# Records provided

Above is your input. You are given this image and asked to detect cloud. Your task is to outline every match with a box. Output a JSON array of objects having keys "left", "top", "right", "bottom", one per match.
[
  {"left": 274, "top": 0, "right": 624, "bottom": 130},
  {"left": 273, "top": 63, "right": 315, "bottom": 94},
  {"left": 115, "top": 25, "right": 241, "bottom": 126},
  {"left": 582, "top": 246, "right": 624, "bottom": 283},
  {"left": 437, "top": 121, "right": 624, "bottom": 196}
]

* * *

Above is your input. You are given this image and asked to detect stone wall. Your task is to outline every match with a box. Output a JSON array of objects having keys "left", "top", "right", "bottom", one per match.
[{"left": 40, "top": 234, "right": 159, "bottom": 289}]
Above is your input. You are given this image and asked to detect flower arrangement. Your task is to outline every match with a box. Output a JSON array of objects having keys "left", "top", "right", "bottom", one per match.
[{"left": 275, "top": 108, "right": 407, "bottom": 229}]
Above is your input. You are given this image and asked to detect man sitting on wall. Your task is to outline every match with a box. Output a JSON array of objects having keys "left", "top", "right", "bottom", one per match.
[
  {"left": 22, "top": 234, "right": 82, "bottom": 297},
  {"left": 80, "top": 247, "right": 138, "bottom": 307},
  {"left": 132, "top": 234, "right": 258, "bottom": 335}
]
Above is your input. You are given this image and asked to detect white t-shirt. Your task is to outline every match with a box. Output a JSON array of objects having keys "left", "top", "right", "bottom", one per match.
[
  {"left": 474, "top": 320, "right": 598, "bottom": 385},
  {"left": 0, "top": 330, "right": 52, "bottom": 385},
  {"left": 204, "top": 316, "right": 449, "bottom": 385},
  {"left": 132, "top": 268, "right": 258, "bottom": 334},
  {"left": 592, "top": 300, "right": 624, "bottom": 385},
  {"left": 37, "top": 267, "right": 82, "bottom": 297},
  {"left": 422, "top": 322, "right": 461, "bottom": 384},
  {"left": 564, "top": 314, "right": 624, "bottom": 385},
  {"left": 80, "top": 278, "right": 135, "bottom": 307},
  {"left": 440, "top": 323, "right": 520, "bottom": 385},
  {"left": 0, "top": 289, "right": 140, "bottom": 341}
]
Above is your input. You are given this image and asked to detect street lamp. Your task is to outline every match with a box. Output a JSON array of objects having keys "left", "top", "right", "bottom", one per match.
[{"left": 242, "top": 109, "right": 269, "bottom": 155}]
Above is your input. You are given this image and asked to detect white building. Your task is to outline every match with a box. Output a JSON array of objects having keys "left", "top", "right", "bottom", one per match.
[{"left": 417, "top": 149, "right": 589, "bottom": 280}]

# Problem requirements
How many lines in the rows above contain the string "white"? Reply with the number alone.

# Result
2